■ **Task objective**
Output every line below as it stands, dropping only the images.
Listed records START
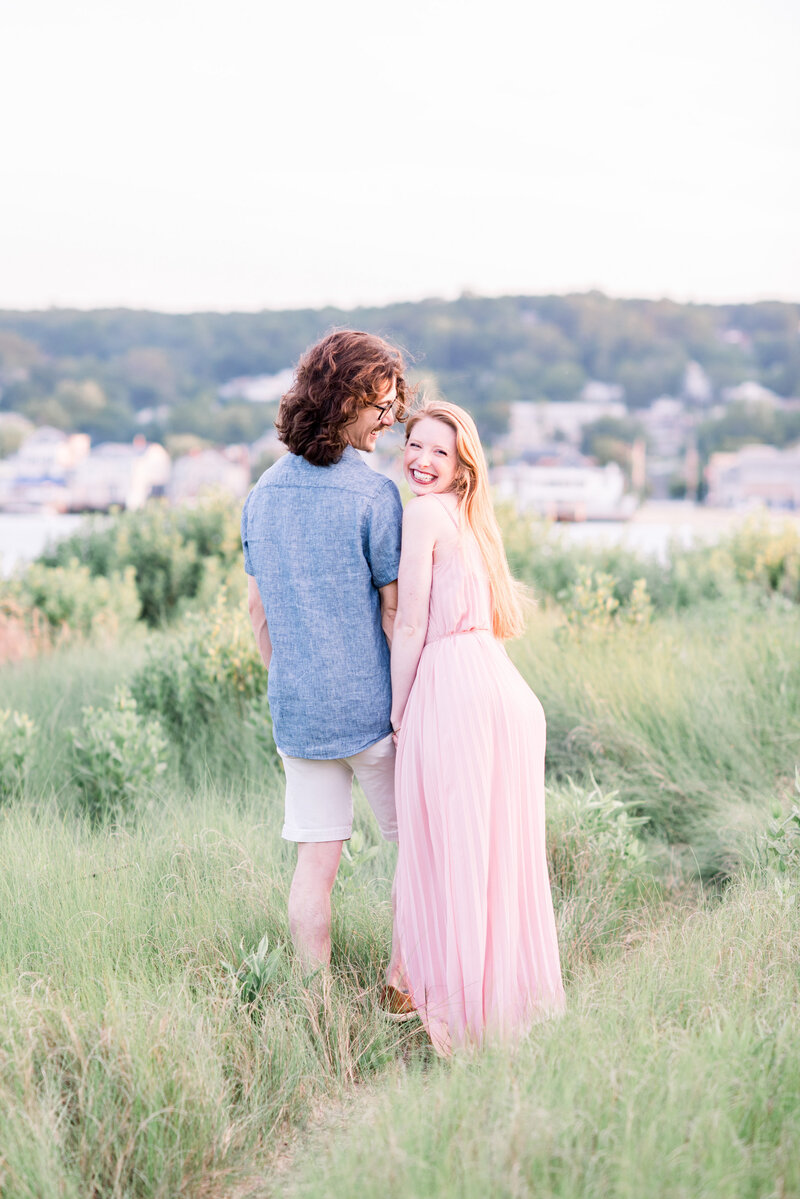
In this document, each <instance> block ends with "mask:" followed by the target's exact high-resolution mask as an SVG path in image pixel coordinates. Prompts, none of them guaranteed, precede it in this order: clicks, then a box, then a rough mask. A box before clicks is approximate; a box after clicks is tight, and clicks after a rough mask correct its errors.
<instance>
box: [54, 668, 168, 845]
mask: <svg viewBox="0 0 800 1199" xmlns="http://www.w3.org/2000/svg"><path fill="white" fill-rule="evenodd" d="M71 733H72V763H73V771H74V778H76V782H77V784H78V789H79V802H80V808H82V809H83V811H84V812H85V813H86V815H88V817H89V818H90V819H91V820H92V823H100V821H101V820H103V819H108V818H112V819H120V818H121V817H126V815H130V814H131V812H132V811H133V808H134V807H136V805H137V802H138V801H139V800H142V799H143V797H145V796H146V795H149V794H150V793H151V791H152V789H154V787H155V784H156V782H157V779H158V777H160V775H162V773H163V772H164V770H166V769H167V764H166V760H164V754H166V751H167V742H166V740H164V737H163V736H162V733H161V725H160V724H158V722H157V721H149V719H145V718H143V717H142V716H140V715H139V712H138V710H137V703H136V699H134V698H133V695H132V694H131V692H130V691H128V688H127V687H118V688H116V689H115V692H114V703H113V706H112V707H110V709H96V707H84V709H83V723H82V727H80V728H79V729H72V730H71Z"/></svg>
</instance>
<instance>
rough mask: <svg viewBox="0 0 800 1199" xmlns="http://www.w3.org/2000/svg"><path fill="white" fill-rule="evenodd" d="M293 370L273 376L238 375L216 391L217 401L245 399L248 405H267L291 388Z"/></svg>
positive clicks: (286, 368)
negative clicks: (216, 393) (291, 381)
mask: <svg viewBox="0 0 800 1199" xmlns="http://www.w3.org/2000/svg"><path fill="white" fill-rule="evenodd" d="M293 379H294V370H293V369H291V367H287V368H285V369H284V370H278V373H277V374H273V375H240V376H239V378H237V379H229V380H228V382H225V384H223V385H222V387H219V388H218V390H217V394H218V397H219V399H246V400H247V403H248V404H269V403H272V402H275V400H276V399H281V396H283V393H284V392H285V391H288V390H289V387H290V386H291V380H293Z"/></svg>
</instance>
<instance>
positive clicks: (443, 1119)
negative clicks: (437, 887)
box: [0, 597, 800, 1199]
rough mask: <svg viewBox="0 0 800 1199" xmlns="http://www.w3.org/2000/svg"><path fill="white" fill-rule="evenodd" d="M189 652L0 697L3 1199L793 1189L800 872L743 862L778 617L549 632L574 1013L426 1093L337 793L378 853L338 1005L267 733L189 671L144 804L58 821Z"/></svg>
Listed records END
■ **Response**
In this document, each <instance> block ends with "mask:" followed by the target's exact high-resolution mask as an SVG path in image pixel coordinates. Prompts, none of them guaranteed, precede it in this order: clicks, then a box, then a rough mask. A box before clicks is approximate; a box after clicks is tight, and clicks after a rough mask correct its errors.
<instance>
box: [54, 668, 168, 845]
mask: <svg viewBox="0 0 800 1199" xmlns="http://www.w3.org/2000/svg"><path fill="white" fill-rule="evenodd" d="M71 733H72V763H73V771H74V778H76V782H77V784H78V789H79V802H80V808H82V809H83V811H84V812H85V813H86V815H88V817H89V818H90V819H91V820H92V823H100V821H101V820H103V819H108V818H112V819H120V818H121V817H126V815H130V814H131V812H132V811H133V808H134V807H136V805H137V802H138V801H139V800H142V799H143V797H145V796H146V795H149V794H150V793H151V791H152V789H154V787H155V784H156V782H157V779H158V777H160V775H162V773H163V772H164V770H166V769H167V764H166V760H164V754H166V751H167V742H166V740H164V737H163V736H162V733H161V725H160V724H158V722H157V721H149V719H145V718H143V717H142V716H140V715H139V712H138V710H137V703H136V699H134V698H133V695H132V694H131V692H130V691H128V688H127V687H118V688H116V689H115V692H114V703H113V706H112V707H110V709H96V707H84V709H83V723H82V727H80V728H79V729H72V730H71Z"/></svg>
</instance>
<instance>
rough mask: <svg viewBox="0 0 800 1199" xmlns="http://www.w3.org/2000/svg"><path fill="white" fill-rule="evenodd" d="M293 370L273 376L238 375L216 391L217 401L245 399L248 405H267L291 388Z"/></svg>
positive clicks: (286, 368)
negative clicks: (216, 393) (291, 381)
mask: <svg viewBox="0 0 800 1199" xmlns="http://www.w3.org/2000/svg"><path fill="white" fill-rule="evenodd" d="M293 379H294V370H293V369H291V367H287V368H285V369H284V370H278V373H277V374H273V375H240V376H239V378H237V379H229V380H228V382H225V384H223V385H222V387H219V388H218V390H217V394H218V397H219V399H246V400H247V403H248V404H269V403H272V402H275V400H276V399H281V396H283V393H284V392H285V391H288V390H289V387H290V386H291V380H293Z"/></svg>
</instance>
<instance>
positive clicks: (443, 1119)
negative clicks: (437, 887)
box: [0, 597, 800, 1199]
rough mask: <svg viewBox="0 0 800 1199" xmlns="http://www.w3.org/2000/svg"><path fill="white" fill-rule="evenodd" d="M189 652L0 697L3 1199L793 1189L800 872L743 862L778 617L549 632L574 1013L426 1093L337 793L378 853L338 1005L267 733L189 671L144 804L58 821Z"/></svg>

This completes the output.